| Excerpt to read |
☆ ☆ ☆ ☆ ☆ ☆ ☆

Heartbeat disconnects
Section titled “Heartbeat disconnects”Symptoms: Clients are disconnected after a period of inactivity; terminate is called with HeartbeatTimeout.
Checks:
-
Client heartbeat interval vs. server timeout. The Phoenix JS client sends heartbeats every 30 s by default. The beryl default server timeout is 60 s, which gives a safe margin. If you've lowered
heartbeat_timeout_ms, ensure the client interval is at least half the server timeout. -
Load balancer idle timeout. Some load balancers (AWS ALB, nginx) have their own WebSocket idle timeouts. Set the load balancer timeout to be longer than the client heartbeat interval, or configure load-balancer-level keepalives.
-
Network interruption. Mobile clients behind NAT may lose the WebSocket connection without a TCP close. The Phoenix JS client detects missed heartbeat replies and reconnects automatically.
PubSub cluster issues
Section titled “PubSub cluster issues”Symptoms: Broadcasts do not propagate across Erlang nodes; presence state diverges.

☆ ☆ ☆ ☆ ☆ ☆ ☆

| Input data |
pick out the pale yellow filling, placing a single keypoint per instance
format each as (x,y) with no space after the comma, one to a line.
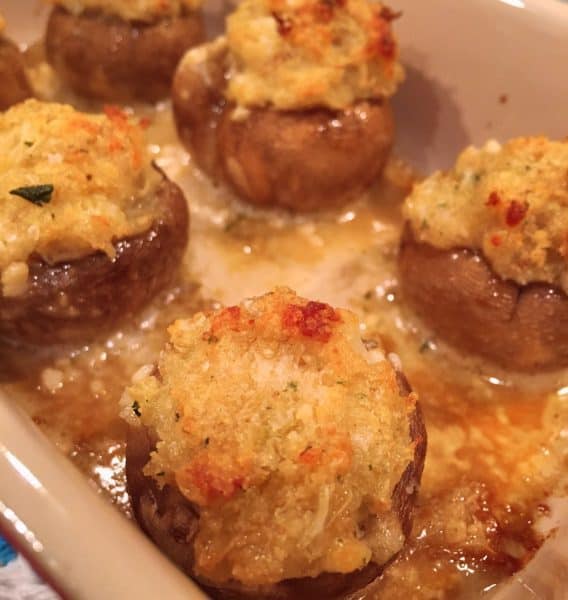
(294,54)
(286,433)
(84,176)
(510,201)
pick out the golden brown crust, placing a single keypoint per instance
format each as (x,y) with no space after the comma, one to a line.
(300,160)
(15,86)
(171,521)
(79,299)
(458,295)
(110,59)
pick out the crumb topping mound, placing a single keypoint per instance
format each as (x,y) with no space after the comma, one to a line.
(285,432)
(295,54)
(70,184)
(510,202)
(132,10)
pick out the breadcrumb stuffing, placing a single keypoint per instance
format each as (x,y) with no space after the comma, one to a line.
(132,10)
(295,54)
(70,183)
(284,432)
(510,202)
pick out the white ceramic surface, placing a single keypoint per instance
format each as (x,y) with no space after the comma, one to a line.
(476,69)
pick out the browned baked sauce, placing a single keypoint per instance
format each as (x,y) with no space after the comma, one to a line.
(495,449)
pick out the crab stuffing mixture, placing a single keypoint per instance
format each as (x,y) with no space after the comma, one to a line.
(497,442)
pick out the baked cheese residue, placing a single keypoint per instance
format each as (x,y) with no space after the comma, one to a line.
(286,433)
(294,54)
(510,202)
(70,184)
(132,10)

☆ ☆ ☆ ☆ ☆ ☆ ☆

| Actions to take |
1. Answer these from the troubleshooting excerpt:
(a) How often does the Phoenix JS client send heartbeats by default?
(b) Which two load balancers are named as having their own WebSocket idle timeouts?
(c) What does the Phoenix JS client do when it detects missed heartbeat replies?
2. Resume the troubleshooting excerpt after its last sentence, "Symptoms: Broadcasts do not propagate across Erlang nodes; presence state diverges."
The records are separate material and are not part of the troubleshooting excerpt.

| Results for each task |
1.
(a) Every 30 s.
(b) AWS ALB and nginx.
(c) It reconnects automatically.

2.
Checks:
-
Nodes are clustered. beryl PubSub uses Erlang
pg, which requires Erlang distribution. Confirm nodes can reach each other:Node.list()in the Erlang shell should return connected nodes. -
Same pg scope. All nodes must use the same
pgscope name.pubsub.default_config()uses the default scope. If you customized it, make sure all nodes use the same value. -
broadcast_from exclusion is per-coordinator.
beryl.broadcast_fromexcludes the socket on the originating coordinator. On remote nodes, all sockets subscribed to the topic receive the message, including (if any) a socket with the same ID on a different node. This is expected behavior.
Rate limiting is unexpectedly aggressive
Section titled “Rate limiting is unexpectedly aggressive”Symptoms: Clients receive partial message delivery; high-frequency operations are silently dropped.
Checks:
-
Check burst values. The
burstparameter sets the token bucket capacity. If burst is too small, a legitimate burst of messages (e.g., on reconnect) exceeds the limit. -
message_rate vs. channel_rate.
message_rateis per-socket total;channel_rateis per-socket-per-topic. If a client joins many topics,message_ratelimits across all of them whilechannel_ratelimits each topic independently. -
No error is sent to the client. Rate-limited messages are dropped silently. If you need clients to know they were limited, implement application-level feedback in
handle_in.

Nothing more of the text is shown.